TASK GOAL: Can you return the lines below word for word, only the stretch from the line containing "the dog's tongue" through the line containing "pixel 49 74", with both of those lines included?

_ _ _ _ _

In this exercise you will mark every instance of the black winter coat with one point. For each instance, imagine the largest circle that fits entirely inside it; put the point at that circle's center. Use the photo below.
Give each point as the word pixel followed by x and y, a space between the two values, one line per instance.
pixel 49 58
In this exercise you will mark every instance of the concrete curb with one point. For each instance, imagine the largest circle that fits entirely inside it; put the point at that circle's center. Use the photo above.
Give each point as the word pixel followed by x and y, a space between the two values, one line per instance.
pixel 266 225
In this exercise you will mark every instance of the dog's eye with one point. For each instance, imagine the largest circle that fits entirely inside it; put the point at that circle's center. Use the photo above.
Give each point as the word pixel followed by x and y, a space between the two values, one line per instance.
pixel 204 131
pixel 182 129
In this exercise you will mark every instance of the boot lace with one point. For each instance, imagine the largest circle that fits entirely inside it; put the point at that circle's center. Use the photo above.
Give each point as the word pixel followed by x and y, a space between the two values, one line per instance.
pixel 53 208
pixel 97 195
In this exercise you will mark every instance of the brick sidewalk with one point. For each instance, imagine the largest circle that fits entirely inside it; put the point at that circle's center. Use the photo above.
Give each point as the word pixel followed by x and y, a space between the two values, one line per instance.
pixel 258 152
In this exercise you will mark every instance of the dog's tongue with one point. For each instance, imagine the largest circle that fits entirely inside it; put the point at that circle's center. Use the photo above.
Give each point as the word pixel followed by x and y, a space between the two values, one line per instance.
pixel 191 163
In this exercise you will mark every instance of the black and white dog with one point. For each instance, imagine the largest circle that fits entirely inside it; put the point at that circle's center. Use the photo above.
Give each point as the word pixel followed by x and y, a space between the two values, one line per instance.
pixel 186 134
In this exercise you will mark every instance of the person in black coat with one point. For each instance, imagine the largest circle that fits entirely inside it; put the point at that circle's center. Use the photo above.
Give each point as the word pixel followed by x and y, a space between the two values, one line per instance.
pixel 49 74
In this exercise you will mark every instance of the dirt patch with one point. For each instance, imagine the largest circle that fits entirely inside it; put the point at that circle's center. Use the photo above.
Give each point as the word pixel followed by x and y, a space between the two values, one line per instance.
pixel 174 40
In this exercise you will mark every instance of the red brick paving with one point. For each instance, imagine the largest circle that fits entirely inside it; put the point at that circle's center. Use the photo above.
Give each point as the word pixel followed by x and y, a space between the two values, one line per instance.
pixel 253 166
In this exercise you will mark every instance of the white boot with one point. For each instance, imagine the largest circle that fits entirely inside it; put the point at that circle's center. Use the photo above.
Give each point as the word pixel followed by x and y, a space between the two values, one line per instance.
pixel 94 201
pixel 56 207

_ _ _ _ _

RESULT OF THIS EXERCISE:
In this exercise you will mark every instance of the dog's tongue with one point. For each instance, imagine the largest circle that fits entirely inside it; put the point at that circle's center. Use the photo above.
Give each point as the word pixel followed by x and y, a space between the two values, one line per instance.
pixel 191 163
In this exercise you will mark every instance of the black and white dog with one point. For each instance, imagine the largest circle that fits entirely inside it; put the point at that circle's center. Use the photo above.
Give each point as the word pixel followed by x and y, a space between the two values, one line per instance.
pixel 186 134
In this exercise you will mark every instance of the person in black coat with one point. For each instance, imagine the largest circle that fits entirely inside it; put the point at that circle's center. Use the photo above.
Give each point as the word pixel followed by x and y, a space between the two values, one line per instance.
pixel 49 74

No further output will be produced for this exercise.